When I went into my WiFi settings, instead of seeing the ecobee3 as a WiFi hotspot, I had a whole new entry in Wifi called “Set up new device”. Well that sounds like fun.
I tapped that and it said on screen to give it a minute while it found available networks. But oddly instead of scanning through all of the nearby WiFi hotspots, it went through all of the names of every WiFi hotspot I had connected to … ever. So for example I saw locations in Cusco, Peru, at NAB from last week, and AT&T’s free airport WiFi. It took forever. Like a whole minute even. Ok fine, when it was done it declared that it was going to join “Guest Network”. Well that’s not what I want! I tapped on “Show other networks”. I then selected the network I wanted, and the Settings app crashed.
Ok…let’s go through all this again. This time when I selected the desired network, instead of learning the long, complex password from my phone, it made me enter it. Great. So I jumped out of Settings, opened 1Password, copied the password, and flipped back to Settings…upon which it for a THIRD time scanned all the network names I’d ever connected to. Ok this is getting REALLY old.
On the fourth time through, I still had the password in my copy buffer, so I pasted it in…and Settings said a network error had occurred, please try again. I’m not gonna lie, I may have said a non-Girlscout safe word at this point. So fine, we’ll do the onscreen login on the ecobee3 instead…and it worked the first time. So forget the phone setup!
Around this time I went back to the ecobee3 app on my phone and it was asking for a registration code. Lucky for me, the thermostat had just started displaying the required code. The app then asked permission to use my location, which will allow it to display my local weather. Registration also requires some information on your house, like is it an apartment or detached, how big is it, how old is it, and how many people regularly live there.
Finally the ecobee3 thermostat asked permission to be part of HomeKit which I happily allowed. As with other HomeKit-compatible devices, on your phone it asks to scan a code either from the packaging or the device itself and it instantly adds it to your Home. It worked perfectly.
There’s one more bit of fun installation to go, and that’s the room sensors. These are small devices, about an inch-and-a-half square and a half-inch thick that you can place in other rooms. They have a temperature sensor along with a motion detector so they can sense when you’re in a room. I love how you “install” them. You stand near the ecobee3 thermostat, and pull the piece of plastic out from under the battery. This delightfully pops the back cover plate off (I don’t think that was as designed) but immediately the thermostat asks if you want to pair with it. Choose a name, or name it anything you want and your’e done.

- Apply what you read -
a: Summarize the ecobee3 setup account in two sentences.
b: Copy the ecobee3 setup account word for word, everything from "When I went" down to "sounds like fun.".
The listing that follows the ecobee3 setup account is not needed for anything here.

- Listed entries -
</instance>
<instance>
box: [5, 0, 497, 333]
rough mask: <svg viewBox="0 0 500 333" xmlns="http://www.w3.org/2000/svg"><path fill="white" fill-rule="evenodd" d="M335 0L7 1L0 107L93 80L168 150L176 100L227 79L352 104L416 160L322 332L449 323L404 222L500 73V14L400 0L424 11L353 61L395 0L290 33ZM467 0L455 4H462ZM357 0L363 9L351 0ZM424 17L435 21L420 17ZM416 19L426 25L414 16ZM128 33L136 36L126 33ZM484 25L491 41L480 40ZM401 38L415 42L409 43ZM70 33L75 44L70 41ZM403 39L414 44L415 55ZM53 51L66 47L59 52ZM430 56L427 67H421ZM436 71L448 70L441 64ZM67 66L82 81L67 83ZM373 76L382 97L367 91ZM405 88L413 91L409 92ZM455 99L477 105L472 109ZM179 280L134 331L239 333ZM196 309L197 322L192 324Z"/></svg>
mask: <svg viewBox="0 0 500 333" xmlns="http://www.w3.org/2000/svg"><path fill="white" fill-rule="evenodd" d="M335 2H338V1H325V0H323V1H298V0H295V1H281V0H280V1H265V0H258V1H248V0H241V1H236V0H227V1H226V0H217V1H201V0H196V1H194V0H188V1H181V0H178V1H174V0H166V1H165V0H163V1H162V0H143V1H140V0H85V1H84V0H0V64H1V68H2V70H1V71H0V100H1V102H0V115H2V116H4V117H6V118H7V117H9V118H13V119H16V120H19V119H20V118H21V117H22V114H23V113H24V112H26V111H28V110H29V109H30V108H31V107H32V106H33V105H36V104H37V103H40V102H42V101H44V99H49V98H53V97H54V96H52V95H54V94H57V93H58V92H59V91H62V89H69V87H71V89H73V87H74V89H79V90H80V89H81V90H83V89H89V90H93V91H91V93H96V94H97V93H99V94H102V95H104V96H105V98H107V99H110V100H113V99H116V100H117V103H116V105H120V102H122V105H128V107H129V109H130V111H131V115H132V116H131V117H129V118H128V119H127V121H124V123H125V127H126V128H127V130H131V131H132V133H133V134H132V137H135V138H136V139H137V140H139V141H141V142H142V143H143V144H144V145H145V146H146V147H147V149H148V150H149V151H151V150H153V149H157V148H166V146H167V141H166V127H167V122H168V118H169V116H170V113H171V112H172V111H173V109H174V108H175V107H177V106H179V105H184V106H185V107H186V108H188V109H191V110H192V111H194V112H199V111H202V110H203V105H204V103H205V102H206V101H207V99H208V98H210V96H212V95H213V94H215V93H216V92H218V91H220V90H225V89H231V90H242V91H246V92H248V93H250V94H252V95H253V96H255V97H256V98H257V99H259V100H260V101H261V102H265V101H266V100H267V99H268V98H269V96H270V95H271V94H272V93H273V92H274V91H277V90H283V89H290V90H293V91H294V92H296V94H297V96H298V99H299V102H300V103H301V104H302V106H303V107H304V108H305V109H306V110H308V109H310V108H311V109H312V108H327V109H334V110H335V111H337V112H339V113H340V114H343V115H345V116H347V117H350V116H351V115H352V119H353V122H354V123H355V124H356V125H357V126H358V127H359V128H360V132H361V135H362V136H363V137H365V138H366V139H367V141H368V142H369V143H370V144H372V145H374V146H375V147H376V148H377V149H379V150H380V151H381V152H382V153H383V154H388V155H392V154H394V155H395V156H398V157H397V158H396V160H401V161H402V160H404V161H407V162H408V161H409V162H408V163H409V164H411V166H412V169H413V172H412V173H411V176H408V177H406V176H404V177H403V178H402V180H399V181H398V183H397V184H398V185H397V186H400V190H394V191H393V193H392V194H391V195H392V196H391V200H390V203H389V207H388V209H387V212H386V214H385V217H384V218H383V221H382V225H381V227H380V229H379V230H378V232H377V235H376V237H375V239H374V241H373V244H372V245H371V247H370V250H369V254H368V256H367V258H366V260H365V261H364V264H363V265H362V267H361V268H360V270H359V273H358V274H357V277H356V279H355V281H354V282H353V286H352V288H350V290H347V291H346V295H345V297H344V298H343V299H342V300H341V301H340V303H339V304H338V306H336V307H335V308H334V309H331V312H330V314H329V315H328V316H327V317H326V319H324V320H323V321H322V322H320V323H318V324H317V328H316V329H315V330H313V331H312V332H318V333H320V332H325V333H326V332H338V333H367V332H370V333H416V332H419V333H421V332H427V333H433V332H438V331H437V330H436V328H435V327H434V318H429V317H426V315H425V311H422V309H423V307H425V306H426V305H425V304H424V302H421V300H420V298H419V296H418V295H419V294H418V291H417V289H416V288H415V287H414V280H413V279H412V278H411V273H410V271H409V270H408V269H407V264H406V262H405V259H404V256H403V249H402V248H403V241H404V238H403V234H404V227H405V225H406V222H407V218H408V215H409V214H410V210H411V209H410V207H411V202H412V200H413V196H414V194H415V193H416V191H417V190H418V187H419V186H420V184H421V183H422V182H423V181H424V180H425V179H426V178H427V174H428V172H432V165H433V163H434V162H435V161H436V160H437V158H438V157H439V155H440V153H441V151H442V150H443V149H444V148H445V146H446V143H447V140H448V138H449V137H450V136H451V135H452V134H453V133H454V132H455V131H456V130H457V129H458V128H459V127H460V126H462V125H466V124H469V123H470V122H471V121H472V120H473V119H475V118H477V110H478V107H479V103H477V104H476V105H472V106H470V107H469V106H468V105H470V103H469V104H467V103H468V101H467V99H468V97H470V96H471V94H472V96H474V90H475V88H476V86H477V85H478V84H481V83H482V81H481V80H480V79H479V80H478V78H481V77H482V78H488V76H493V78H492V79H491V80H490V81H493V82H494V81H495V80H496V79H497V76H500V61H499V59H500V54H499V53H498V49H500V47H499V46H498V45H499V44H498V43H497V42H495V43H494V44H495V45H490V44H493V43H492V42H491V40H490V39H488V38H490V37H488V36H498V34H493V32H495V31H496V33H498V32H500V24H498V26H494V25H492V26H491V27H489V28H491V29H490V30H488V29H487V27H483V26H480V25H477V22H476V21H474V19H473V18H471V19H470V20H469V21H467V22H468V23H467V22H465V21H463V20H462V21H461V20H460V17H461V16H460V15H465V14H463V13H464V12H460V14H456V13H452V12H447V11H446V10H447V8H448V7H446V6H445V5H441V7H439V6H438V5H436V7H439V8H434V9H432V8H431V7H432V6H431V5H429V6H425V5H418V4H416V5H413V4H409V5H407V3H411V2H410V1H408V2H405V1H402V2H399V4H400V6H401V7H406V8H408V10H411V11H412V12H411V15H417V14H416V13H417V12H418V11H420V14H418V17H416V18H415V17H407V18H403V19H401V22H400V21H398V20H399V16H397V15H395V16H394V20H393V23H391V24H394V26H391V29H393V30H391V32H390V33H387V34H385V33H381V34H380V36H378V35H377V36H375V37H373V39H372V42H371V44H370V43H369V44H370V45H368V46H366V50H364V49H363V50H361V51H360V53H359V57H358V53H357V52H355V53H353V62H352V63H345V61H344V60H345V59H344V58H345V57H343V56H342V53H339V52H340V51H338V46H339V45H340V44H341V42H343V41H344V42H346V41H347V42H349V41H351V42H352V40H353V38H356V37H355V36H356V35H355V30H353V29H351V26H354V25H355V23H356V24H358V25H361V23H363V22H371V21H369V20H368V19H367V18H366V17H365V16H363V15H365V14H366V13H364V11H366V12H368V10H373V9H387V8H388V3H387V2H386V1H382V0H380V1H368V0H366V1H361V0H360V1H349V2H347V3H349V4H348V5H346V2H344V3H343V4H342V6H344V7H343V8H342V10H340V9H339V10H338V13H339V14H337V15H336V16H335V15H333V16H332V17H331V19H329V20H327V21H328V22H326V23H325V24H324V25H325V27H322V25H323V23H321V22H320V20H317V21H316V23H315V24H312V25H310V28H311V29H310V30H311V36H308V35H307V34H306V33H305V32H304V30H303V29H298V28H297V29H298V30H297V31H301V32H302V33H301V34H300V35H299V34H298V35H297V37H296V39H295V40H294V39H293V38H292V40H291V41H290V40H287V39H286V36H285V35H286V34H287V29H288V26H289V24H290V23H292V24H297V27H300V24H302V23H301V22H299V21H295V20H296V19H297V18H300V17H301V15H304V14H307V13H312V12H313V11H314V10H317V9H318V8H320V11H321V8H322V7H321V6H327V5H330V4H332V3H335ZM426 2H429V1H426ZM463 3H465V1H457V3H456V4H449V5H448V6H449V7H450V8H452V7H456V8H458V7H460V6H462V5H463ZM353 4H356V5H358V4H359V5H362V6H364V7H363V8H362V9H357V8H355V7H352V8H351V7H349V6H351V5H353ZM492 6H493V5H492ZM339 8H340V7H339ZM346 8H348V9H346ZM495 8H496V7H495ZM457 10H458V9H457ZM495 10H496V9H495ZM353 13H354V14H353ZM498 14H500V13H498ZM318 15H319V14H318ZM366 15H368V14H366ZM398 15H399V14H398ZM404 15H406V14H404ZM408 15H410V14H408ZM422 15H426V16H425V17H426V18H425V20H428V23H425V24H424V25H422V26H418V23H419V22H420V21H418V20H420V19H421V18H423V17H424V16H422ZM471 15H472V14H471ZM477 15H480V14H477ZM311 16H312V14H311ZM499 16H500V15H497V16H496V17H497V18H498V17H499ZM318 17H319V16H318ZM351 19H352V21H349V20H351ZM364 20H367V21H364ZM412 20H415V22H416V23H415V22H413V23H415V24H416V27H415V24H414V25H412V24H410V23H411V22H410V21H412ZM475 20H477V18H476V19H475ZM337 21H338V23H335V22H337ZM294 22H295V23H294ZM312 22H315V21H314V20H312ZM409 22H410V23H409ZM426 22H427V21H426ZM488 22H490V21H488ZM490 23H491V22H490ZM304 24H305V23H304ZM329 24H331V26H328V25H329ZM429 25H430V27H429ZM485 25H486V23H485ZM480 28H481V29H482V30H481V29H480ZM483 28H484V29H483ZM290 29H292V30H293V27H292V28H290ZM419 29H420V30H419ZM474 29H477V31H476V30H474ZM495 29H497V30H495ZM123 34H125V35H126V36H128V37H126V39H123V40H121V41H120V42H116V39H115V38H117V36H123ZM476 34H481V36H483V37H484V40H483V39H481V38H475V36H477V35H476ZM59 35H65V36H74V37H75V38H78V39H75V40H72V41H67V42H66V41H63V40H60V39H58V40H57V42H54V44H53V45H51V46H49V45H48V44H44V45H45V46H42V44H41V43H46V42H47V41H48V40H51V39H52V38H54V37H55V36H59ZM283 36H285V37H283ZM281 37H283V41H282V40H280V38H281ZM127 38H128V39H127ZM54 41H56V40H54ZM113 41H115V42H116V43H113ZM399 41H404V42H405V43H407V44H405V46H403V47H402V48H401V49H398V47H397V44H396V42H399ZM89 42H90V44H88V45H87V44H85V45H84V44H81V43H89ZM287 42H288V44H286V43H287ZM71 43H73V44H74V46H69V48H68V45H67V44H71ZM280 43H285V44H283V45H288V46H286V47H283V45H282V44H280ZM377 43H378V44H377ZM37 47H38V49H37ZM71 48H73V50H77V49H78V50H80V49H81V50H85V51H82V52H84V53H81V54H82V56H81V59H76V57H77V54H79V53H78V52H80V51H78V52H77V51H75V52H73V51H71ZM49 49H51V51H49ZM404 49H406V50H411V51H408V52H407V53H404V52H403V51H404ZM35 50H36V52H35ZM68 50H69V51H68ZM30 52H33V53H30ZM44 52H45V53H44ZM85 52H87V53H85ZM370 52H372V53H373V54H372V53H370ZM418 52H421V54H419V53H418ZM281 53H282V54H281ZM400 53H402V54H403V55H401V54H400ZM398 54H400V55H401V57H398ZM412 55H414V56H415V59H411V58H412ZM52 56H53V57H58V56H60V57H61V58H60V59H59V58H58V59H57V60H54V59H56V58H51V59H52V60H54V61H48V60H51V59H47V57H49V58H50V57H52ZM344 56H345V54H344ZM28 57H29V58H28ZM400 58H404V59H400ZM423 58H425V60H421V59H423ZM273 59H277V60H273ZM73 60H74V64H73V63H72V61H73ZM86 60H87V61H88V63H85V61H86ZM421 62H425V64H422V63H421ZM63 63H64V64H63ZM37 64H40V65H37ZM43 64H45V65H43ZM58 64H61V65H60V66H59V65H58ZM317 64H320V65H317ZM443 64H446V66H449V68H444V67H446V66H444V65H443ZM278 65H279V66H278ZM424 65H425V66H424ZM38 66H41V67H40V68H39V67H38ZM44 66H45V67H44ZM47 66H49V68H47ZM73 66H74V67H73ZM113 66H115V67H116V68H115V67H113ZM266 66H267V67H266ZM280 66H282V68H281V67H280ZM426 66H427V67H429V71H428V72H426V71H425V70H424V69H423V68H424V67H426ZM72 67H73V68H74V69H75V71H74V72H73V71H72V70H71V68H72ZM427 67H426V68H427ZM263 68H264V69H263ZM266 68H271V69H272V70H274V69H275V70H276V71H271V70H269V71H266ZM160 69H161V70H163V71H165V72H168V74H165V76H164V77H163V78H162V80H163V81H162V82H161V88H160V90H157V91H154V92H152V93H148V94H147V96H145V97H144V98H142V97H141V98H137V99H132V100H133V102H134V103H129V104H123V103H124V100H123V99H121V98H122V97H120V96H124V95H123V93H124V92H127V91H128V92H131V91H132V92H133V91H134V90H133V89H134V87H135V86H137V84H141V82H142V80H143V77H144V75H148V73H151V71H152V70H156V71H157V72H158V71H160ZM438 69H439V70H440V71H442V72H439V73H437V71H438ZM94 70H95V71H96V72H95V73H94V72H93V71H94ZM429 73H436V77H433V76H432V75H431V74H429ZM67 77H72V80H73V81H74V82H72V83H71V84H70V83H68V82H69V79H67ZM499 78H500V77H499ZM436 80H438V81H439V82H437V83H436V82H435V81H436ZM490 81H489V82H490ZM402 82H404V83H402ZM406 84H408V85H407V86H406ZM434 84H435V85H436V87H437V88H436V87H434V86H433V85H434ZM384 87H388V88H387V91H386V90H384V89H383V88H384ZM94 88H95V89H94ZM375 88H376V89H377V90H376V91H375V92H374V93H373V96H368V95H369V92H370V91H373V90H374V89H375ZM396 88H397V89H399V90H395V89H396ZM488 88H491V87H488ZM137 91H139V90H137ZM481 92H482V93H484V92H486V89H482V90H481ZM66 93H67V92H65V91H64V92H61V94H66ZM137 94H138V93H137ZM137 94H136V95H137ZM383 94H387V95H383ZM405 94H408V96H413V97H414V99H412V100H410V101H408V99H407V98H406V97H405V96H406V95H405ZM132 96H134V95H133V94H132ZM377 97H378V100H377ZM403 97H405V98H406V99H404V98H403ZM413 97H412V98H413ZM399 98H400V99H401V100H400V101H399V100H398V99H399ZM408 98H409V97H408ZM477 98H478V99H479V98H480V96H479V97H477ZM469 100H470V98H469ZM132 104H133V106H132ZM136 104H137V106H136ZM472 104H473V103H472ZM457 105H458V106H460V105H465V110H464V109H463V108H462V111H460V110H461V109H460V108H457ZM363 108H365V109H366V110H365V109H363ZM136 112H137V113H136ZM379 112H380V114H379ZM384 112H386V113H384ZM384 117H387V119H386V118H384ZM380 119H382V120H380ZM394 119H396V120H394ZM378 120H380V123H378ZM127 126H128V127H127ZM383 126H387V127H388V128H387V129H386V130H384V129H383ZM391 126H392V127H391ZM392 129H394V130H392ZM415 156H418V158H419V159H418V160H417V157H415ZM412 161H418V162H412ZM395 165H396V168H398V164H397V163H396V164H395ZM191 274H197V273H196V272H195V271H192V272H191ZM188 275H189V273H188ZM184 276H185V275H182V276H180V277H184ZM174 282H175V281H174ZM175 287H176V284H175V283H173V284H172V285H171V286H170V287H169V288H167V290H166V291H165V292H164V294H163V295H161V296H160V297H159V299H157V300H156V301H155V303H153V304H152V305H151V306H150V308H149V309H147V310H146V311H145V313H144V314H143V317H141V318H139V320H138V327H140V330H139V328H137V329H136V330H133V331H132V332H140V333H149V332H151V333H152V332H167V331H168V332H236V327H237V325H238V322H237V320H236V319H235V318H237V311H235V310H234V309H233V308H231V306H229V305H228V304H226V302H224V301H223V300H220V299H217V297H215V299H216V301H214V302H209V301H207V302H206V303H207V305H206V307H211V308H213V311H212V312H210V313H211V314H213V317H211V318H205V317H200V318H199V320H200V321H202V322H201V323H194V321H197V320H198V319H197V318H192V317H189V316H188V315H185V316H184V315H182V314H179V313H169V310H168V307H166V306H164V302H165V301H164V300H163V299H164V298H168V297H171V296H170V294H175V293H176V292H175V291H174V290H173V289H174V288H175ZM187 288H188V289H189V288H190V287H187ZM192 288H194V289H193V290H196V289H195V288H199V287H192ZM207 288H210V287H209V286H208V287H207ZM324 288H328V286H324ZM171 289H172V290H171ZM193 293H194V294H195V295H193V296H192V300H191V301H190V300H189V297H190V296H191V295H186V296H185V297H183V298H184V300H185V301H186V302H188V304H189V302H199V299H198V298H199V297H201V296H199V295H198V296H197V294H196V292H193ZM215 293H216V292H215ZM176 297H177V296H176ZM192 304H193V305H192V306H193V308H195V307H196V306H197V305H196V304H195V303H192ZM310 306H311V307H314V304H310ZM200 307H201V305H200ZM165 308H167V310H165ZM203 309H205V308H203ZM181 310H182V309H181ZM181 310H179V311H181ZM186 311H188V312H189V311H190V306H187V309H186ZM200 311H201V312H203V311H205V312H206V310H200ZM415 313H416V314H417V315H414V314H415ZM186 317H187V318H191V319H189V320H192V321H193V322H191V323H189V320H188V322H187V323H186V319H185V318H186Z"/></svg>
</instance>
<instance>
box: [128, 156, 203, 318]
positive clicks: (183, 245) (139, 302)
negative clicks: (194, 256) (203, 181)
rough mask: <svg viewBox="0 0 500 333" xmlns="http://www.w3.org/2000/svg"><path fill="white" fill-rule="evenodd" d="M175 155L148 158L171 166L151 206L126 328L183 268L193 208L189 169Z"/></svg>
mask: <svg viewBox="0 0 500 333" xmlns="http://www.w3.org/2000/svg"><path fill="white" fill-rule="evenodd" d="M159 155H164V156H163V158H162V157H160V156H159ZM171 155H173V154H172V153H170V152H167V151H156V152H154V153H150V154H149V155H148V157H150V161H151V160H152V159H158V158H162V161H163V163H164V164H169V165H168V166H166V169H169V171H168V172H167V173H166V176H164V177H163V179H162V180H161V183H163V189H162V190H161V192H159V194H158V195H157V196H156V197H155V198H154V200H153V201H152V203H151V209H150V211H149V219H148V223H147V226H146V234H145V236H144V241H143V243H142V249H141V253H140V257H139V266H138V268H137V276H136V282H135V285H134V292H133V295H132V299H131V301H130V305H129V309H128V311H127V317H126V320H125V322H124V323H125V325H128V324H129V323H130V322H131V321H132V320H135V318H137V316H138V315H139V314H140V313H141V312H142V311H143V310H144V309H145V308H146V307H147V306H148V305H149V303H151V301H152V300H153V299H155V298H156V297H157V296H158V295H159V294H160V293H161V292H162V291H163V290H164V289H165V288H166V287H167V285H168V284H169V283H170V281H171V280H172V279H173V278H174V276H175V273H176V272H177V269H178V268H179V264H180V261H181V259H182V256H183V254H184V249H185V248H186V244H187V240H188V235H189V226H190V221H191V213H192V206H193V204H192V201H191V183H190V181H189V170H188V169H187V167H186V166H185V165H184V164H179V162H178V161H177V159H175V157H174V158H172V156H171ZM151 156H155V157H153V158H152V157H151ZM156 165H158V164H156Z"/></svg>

- Results for the exercise -
a: Setting up the ecobee3 through the phone's WiFi settings failed several times, with slow scans of every network ever joined, a Settings crash and a network error, so the writer switched to the thermostat's onscreen login, which worked the first time. The writer then registered the thermostat in the app with a code and details about the house, added it to HomeKit by scanning a code, and paired the room sensors by pulling a plastic piece out from under the battery.

b:
When I went into my WiFi settings, instead of seeing the ecobee3 as a WiFi hotspot, I had a whole new entry in Wifi called “Set up new device”. Well that sounds like fun.